▸ What this task involves
All that should appear is the line containing "mark the white ceiling" and the lines after it in the records below, each reproduced exactly.

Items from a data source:
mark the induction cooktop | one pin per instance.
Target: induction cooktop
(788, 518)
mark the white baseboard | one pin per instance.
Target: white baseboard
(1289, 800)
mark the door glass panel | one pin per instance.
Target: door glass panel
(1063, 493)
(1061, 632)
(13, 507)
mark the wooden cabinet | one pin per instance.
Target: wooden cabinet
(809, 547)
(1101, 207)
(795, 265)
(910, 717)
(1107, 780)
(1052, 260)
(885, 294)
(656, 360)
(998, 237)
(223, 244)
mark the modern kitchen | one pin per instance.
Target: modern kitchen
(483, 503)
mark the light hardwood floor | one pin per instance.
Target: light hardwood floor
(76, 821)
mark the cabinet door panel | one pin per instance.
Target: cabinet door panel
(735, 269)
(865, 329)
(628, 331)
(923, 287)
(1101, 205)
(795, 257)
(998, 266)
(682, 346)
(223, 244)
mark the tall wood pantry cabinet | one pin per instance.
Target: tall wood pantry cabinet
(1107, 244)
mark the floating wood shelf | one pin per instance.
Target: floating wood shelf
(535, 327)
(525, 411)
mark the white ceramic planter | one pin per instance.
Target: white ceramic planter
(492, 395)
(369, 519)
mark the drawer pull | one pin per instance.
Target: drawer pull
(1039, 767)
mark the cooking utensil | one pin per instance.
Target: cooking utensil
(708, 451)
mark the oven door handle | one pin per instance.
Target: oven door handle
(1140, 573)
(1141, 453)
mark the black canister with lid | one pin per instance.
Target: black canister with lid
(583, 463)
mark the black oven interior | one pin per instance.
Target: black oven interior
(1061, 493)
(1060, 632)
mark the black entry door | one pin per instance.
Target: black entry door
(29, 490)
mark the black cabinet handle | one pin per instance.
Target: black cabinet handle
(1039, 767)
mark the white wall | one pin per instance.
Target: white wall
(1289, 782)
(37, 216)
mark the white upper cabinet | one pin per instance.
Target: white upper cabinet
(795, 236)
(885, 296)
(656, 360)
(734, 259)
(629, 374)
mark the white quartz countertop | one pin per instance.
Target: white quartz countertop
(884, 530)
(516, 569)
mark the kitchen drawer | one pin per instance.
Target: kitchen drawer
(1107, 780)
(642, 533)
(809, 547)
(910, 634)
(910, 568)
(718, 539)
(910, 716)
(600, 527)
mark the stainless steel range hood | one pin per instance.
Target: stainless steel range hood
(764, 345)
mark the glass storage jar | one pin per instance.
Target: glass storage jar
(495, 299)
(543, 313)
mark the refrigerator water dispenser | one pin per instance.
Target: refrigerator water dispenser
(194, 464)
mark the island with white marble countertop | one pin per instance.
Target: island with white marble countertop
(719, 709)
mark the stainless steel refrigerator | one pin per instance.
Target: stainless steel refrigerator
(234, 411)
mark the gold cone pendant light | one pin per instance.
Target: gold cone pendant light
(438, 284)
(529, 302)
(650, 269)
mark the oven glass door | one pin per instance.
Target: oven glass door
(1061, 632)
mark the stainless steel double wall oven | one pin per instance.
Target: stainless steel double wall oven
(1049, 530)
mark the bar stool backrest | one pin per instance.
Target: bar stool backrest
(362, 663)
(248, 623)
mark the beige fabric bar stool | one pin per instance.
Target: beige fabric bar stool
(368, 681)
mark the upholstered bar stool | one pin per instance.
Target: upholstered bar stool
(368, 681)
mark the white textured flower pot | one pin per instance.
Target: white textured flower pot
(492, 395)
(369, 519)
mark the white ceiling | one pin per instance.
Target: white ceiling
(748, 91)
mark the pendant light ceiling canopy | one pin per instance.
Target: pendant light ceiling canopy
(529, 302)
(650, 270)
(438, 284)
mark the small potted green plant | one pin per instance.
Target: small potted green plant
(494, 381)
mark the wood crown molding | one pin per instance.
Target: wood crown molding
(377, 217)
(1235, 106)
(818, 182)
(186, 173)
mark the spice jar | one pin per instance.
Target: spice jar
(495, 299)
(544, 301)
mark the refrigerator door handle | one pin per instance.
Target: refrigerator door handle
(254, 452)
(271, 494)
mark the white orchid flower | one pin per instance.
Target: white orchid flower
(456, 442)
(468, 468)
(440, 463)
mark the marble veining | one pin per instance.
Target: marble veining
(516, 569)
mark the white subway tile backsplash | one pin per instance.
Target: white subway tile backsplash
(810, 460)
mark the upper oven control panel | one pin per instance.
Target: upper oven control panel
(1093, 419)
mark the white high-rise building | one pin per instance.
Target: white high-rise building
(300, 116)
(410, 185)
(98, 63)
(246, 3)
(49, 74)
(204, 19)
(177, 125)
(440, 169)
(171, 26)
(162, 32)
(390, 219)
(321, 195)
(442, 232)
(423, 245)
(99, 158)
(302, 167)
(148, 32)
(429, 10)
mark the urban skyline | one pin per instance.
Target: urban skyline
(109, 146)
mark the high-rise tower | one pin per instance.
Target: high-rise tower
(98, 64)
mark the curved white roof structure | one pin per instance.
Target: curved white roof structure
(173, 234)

▸ Output
mark the white ceiling | one pin per instance.
Target: white ceiling
(748, 91)
mark the pendant light ceiling canopy | one pin per instance.
Target: pendant light ceiling canopy
(529, 302)
(650, 270)
(438, 284)
mark the small potted green plant | one pin per instance.
Target: small potted green plant
(494, 381)
mark the wood crown molding | one pin per instance.
Target: wood crown molding
(377, 217)
(1235, 106)
(818, 182)
(186, 173)
mark the spice jar | one pin per instance.
Target: spice jar
(495, 299)
(544, 301)
mark the refrigerator door handle | one pin per instance.
Target: refrigerator door handle
(254, 452)
(271, 494)
mark the white orchid flower | one pin per instance.
Target: white orchid flower
(456, 442)
(468, 468)
(440, 463)
mark the marble veining | one pin per instance.
Target: marble veining
(516, 569)
mark the white subway tile backsplash | one pin per instance.
Target: white subway tile backsplash
(810, 460)
mark the upper oven control panel | one pin per instance.
Target: upper oven control panel
(1093, 419)
mark the white high-rise building | one pin per instance.
Target: white high-rise building
(300, 116)
(410, 185)
(98, 63)
(246, 3)
(49, 74)
(204, 19)
(177, 125)
(440, 169)
(171, 26)
(162, 32)
(390, 219)
(321, 195)
(442, 232)
(423, 245)
(99, 158)
(302, 167)
(148, 32)
(429, 10)
mark the urban skyline | one pin per instance.
Target: urban skyline
(109, 146)
mark the high-rise tower | one pin per instance.
Target: high-rise tower
(98, 64)
mark the curved white roof structure | one pin per instance.
Target: curved white roof structure
(173, 234)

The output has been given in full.